Reproduce the passage below about french fries and blood sugar verbatim, beginning at the words "Because a bit" and stopping after "cut the mustard.".

> _Excerpted passage_:
####################
They straight-up tricked me into thinking that I was bound for a night of beautiful blood sugars not too long ago, despite the less-than-healthy decisions I was making regarding food and drink.

Why did I (naively) think that french fries would play nice with my blood sugars?

Well, for starters, I was doing my best to cut carbs the rest of the carbs I’d be consuming for this particular meal, which was a pulled pork sandwich with a side of fries. I ate less than half of the bun and I certainly didn’t finish the heaping portion of fries. But I did eat a lot more than I normally would (and savored every single one), making sure to bolus semi-aggressively for the indulgence.

And I was literally coasting for hours afterward – I didn’t budge above 130 for at least three hours post-meal. I was confused, but elated! Did I finally figure french fries out? Did I master the correct portion of carbs/protein/fat to eat with them? Or maybe my pancreas decided to resuscitate itself for a narrow window of time that particular evening?

I’m gonna go with the latter.

Because a bit after midnight – a witching hour, indeed – that’s when the crazy corrections, and excessive cursing on my part, started. The french fries had made a proper fool of me again, and I couldn’t believe I’d really fallen for their conniving ways again.

Needless to say, I won’t be ordering french fries with my meal again any time soon. Some foods just aren’t worth it when it comes to figuring out how to make them play nice with my diabetes, and french fries don’t quite cut the mustard.

Oh, and YOU’RE WELCOME for the really silly pun.
####################
> _Point-per-instance localization items_:

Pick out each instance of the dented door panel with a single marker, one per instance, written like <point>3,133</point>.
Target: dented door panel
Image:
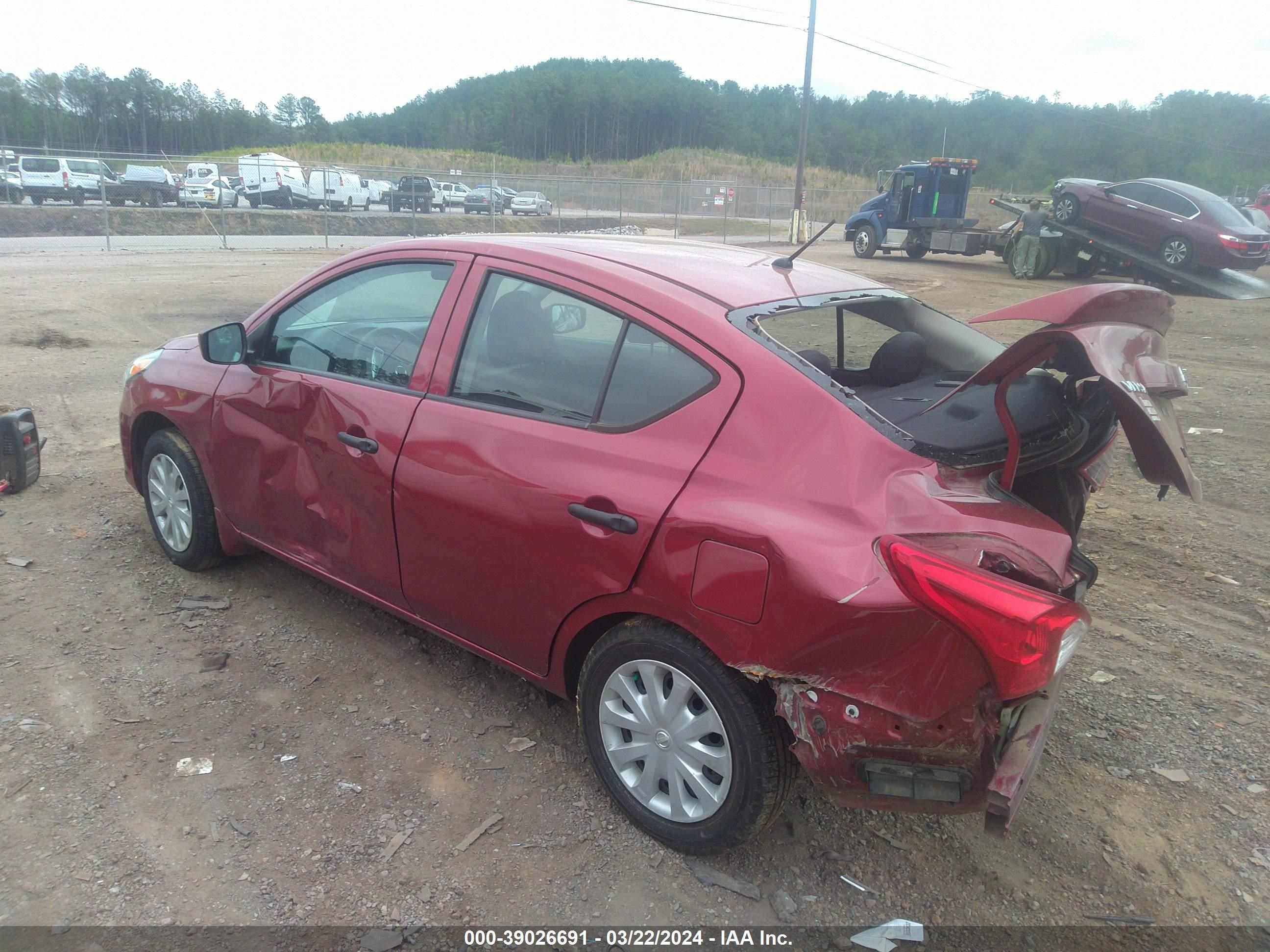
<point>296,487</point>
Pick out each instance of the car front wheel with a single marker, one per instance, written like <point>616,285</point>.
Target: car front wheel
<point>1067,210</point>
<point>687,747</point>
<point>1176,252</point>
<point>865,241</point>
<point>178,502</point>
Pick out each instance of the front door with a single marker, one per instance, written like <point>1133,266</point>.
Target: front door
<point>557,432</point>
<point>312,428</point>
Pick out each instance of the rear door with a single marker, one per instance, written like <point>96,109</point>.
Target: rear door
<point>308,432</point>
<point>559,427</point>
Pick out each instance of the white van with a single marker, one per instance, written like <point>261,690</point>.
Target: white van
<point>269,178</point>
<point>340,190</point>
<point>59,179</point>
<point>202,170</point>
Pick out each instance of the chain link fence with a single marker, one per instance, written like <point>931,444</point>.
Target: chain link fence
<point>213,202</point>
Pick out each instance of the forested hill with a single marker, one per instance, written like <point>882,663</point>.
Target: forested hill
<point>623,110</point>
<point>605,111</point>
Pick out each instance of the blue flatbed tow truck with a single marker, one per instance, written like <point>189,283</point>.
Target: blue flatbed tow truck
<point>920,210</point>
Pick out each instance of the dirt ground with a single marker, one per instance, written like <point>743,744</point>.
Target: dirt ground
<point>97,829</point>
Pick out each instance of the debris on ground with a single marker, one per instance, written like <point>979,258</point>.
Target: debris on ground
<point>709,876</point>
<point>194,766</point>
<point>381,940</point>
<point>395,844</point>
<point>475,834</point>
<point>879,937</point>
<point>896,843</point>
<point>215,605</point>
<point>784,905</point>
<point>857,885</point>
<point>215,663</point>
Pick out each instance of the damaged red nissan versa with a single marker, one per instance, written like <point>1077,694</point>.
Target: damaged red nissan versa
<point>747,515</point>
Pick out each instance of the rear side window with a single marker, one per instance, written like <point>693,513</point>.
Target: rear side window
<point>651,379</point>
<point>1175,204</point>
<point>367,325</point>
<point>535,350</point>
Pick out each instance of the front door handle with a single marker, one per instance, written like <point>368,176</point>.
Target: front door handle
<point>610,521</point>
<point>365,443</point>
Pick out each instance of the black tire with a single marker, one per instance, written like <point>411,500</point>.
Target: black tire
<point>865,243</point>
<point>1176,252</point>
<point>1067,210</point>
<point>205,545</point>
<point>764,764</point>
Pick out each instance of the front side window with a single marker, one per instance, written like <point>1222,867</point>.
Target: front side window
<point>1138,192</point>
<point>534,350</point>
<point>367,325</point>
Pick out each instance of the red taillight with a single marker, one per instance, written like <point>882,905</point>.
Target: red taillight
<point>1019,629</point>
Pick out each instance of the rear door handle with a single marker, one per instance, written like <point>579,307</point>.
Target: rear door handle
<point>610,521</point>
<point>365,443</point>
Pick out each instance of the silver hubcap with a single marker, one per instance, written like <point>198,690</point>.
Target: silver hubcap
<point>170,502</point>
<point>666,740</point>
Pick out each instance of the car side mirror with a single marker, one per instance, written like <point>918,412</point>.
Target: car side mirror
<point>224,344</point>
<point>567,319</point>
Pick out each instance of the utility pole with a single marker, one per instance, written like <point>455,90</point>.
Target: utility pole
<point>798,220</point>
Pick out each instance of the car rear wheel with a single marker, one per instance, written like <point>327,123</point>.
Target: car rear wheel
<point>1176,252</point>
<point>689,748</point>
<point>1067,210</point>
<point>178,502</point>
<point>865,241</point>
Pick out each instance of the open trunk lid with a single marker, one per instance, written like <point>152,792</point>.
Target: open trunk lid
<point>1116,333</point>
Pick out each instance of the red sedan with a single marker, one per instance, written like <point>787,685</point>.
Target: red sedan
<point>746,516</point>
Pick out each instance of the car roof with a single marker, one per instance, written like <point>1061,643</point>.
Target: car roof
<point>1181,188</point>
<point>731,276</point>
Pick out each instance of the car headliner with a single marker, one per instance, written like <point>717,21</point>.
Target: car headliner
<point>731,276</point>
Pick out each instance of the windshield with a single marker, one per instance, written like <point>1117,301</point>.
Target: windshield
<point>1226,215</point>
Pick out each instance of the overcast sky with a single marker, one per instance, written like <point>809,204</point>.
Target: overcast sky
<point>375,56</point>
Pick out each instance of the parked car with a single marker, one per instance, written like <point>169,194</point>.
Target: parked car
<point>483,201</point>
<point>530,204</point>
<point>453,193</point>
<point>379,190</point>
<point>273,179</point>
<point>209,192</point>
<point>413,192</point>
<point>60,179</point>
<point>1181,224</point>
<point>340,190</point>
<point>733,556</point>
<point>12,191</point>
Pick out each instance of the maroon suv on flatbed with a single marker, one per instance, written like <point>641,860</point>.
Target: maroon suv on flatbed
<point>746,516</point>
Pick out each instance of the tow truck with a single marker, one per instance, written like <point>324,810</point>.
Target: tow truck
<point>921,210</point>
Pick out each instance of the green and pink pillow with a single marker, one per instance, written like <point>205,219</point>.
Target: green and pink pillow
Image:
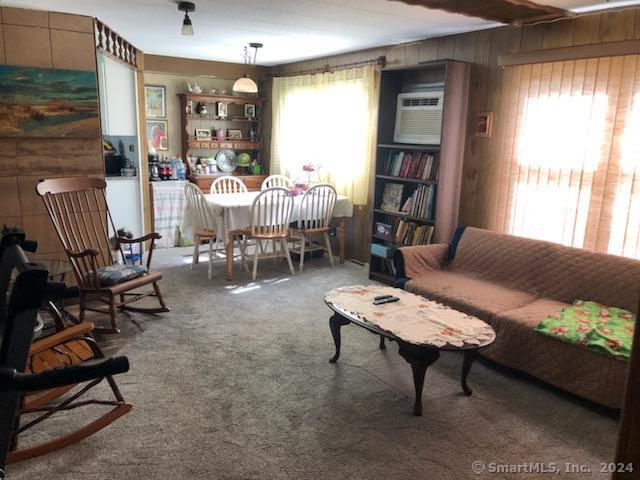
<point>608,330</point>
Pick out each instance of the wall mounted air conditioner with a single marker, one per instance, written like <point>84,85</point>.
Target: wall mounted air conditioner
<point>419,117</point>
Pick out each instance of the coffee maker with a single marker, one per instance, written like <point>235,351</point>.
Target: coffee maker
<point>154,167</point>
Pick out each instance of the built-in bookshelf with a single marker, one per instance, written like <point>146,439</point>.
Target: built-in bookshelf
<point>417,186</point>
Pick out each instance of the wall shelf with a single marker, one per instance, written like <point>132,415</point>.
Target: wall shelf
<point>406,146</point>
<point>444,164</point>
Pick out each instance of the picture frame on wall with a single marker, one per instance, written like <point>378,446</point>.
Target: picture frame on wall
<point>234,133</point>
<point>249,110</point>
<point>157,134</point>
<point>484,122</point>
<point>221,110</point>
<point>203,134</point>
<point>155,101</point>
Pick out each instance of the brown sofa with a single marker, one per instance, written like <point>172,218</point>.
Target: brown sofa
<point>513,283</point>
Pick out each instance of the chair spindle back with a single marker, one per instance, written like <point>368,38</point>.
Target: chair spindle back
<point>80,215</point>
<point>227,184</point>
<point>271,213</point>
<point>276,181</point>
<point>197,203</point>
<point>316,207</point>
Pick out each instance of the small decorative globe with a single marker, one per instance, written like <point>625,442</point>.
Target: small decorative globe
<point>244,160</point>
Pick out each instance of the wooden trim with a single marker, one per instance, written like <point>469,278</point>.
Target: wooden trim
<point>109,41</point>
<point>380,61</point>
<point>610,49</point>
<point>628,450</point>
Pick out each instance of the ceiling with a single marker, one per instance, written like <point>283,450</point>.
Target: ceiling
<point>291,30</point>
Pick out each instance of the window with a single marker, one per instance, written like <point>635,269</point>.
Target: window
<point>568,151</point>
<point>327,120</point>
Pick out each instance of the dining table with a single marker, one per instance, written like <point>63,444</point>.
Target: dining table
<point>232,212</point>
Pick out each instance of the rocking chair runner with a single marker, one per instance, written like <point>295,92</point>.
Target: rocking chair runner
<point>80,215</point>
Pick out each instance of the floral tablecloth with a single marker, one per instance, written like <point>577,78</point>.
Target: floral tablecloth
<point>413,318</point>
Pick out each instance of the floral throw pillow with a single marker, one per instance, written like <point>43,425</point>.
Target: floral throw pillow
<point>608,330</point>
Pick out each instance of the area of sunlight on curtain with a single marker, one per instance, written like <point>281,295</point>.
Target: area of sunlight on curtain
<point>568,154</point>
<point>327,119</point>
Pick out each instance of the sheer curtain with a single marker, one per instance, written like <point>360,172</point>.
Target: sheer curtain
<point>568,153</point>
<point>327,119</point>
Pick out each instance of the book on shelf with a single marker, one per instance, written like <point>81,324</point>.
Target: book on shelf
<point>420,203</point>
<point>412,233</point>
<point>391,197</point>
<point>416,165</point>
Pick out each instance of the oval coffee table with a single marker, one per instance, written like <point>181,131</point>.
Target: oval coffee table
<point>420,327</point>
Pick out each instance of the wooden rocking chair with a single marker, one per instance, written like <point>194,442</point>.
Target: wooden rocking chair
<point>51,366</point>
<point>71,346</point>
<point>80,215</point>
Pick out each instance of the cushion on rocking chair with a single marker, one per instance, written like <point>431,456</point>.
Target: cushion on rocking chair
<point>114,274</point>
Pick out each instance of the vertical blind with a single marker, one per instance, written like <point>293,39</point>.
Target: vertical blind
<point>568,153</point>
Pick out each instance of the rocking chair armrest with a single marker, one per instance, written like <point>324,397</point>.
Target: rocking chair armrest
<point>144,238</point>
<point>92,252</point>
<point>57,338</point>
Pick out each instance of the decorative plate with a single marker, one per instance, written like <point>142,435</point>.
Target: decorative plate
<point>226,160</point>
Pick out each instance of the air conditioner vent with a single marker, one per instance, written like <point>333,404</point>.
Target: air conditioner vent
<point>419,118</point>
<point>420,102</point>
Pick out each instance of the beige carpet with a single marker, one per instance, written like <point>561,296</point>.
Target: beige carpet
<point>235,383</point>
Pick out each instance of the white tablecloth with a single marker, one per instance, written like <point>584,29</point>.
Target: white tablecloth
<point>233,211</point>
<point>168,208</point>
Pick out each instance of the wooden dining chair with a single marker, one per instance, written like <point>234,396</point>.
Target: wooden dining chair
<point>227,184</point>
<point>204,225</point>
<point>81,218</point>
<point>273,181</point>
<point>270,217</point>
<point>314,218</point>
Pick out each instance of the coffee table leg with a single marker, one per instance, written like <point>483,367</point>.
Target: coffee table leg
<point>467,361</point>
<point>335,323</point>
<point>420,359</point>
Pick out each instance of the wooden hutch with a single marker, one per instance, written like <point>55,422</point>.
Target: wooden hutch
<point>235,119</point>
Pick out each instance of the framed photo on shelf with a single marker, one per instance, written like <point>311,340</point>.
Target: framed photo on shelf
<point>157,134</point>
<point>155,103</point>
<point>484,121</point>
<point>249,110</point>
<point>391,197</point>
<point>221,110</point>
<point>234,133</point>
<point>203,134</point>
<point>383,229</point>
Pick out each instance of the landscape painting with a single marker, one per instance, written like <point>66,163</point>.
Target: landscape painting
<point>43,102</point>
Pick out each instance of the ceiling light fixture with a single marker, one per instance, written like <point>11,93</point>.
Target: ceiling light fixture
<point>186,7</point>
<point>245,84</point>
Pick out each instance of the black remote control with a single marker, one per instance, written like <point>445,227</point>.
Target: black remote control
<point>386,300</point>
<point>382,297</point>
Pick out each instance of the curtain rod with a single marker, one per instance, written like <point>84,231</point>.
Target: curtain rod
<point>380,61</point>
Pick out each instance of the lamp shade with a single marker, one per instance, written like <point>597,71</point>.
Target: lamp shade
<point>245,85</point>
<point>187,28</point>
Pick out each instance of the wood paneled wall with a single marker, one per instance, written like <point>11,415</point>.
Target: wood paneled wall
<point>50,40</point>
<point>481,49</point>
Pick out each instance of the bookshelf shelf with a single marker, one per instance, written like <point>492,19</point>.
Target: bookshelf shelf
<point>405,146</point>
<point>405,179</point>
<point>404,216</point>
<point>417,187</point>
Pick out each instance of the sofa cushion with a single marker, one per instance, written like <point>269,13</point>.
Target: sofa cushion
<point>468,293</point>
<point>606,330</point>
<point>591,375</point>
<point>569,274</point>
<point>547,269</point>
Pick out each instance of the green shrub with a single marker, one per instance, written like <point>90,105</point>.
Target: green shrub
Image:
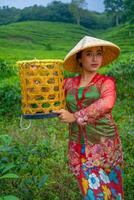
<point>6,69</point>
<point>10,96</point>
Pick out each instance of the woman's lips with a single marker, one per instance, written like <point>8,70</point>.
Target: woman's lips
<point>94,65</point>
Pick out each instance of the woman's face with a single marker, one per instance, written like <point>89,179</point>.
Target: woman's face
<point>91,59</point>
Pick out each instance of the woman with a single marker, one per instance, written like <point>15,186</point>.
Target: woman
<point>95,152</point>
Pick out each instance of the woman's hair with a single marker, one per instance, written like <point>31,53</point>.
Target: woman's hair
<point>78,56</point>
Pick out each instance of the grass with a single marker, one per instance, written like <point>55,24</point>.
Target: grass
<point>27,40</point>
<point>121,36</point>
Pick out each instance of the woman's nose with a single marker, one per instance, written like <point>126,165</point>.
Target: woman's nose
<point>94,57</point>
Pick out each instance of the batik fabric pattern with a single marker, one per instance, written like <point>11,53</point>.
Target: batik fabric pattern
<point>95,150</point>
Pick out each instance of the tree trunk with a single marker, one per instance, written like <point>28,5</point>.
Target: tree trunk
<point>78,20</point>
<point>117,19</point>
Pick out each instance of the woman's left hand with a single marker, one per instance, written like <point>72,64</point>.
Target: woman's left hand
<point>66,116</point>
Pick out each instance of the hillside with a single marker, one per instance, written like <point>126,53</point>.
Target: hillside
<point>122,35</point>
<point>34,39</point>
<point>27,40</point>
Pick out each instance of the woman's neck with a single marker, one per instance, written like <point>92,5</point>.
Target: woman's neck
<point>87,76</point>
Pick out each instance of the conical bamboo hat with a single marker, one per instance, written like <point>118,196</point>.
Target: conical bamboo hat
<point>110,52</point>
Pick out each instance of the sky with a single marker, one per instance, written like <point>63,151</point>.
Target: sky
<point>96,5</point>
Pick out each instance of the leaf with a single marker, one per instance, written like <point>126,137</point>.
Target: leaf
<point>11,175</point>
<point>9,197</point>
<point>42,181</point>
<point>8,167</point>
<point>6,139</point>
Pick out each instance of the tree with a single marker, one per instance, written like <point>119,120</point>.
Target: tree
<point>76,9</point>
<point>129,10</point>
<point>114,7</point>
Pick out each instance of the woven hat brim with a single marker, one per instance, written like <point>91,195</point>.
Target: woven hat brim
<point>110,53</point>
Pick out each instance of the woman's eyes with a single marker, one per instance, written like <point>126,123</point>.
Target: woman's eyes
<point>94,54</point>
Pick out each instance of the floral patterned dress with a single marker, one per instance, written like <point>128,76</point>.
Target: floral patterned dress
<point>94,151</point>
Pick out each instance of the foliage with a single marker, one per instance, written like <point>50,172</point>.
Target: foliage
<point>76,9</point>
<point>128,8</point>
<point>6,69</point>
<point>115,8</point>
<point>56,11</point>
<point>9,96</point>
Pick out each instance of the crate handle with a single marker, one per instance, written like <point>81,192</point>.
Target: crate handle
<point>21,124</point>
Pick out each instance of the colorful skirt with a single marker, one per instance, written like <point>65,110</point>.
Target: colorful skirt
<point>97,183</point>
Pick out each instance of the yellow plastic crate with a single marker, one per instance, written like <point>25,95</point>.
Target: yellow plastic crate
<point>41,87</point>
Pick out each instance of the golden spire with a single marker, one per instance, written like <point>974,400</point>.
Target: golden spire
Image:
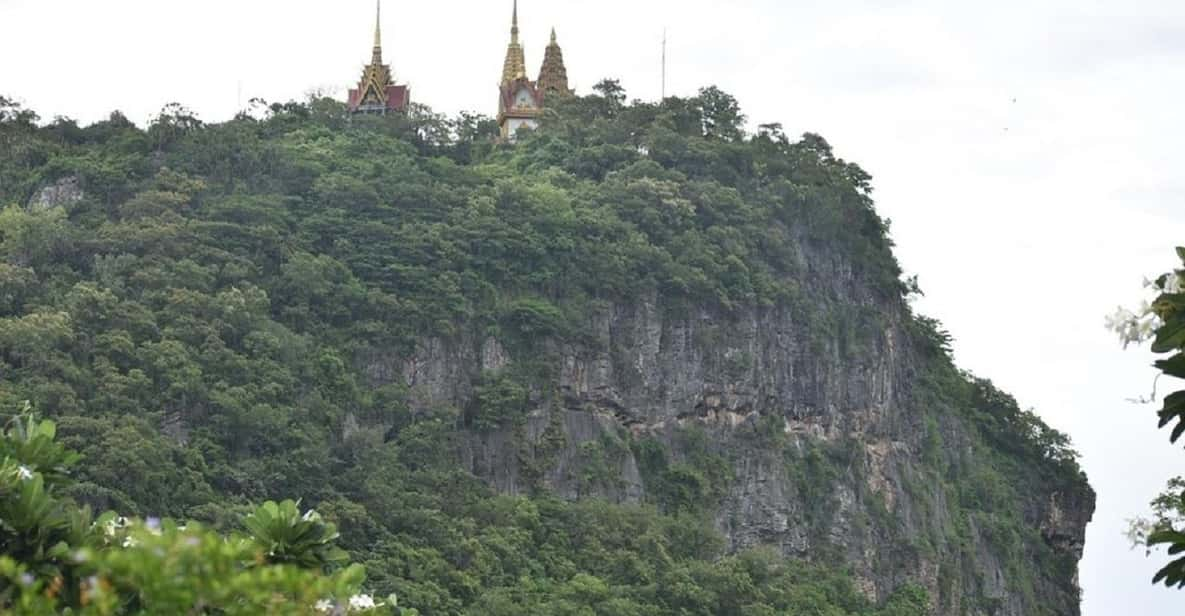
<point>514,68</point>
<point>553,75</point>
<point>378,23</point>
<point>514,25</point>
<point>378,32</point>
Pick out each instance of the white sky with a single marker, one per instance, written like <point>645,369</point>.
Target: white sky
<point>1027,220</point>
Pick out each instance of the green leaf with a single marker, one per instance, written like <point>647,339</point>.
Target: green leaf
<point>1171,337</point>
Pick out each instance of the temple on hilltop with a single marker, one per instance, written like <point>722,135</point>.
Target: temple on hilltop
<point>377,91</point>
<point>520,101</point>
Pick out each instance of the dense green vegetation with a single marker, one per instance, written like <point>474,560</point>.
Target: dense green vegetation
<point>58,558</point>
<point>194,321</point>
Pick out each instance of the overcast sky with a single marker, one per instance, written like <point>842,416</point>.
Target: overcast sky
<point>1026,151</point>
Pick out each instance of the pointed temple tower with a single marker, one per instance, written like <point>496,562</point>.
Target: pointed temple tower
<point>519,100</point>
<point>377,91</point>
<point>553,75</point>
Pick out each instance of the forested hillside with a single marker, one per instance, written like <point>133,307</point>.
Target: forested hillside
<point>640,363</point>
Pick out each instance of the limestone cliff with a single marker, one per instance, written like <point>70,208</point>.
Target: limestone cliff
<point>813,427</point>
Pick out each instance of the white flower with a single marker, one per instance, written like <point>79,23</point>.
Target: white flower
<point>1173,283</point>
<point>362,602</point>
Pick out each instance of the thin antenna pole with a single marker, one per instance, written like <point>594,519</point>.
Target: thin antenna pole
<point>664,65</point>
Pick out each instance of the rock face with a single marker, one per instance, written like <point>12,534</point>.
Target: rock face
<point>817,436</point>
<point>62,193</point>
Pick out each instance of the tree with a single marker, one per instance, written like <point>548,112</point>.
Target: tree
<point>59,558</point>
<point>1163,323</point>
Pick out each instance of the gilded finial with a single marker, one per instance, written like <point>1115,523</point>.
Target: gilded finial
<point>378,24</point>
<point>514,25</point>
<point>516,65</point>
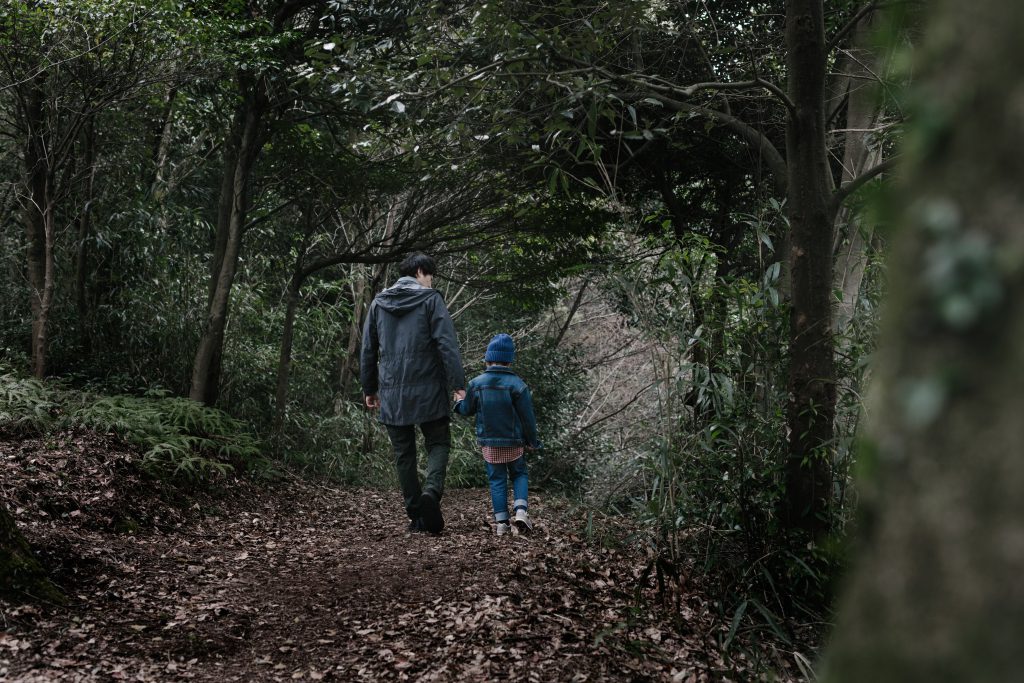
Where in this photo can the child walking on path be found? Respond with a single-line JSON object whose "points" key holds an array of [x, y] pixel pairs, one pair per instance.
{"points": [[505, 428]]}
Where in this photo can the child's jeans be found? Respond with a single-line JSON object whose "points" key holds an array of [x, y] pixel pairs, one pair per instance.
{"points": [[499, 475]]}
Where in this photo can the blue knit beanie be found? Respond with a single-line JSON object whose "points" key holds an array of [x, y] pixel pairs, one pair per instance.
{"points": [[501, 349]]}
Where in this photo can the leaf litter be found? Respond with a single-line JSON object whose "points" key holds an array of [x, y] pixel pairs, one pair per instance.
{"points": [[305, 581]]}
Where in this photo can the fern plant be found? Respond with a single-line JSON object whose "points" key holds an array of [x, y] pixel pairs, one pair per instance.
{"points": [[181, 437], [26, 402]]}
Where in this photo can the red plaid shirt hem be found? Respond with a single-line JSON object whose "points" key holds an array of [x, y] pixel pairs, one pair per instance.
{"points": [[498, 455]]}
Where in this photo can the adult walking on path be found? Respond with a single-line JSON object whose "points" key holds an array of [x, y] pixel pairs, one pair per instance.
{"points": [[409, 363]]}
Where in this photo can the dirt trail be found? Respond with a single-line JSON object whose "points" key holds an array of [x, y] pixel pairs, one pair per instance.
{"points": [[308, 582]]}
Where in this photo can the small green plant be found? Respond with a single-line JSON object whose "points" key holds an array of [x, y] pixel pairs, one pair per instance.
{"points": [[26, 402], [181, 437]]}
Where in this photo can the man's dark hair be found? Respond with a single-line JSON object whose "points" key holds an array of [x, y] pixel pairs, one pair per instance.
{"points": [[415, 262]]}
####################
> _Solution to the exercise_:
Because a bit after midnight – a witching hour, indeed – that’s when the crazy corrections, and excessive cursing on my part, started. The french fries had made a proper fool of me again, and I couldn’t believe I’d really fallen for their conniving ways again.

Needless to say, I won’t be ordering french fries with my meal again any time soon. Some foods just aren’t worth it when it comes to figuring out how to make them play nice with my diabetes, and french fries don’t quite cut the mustard.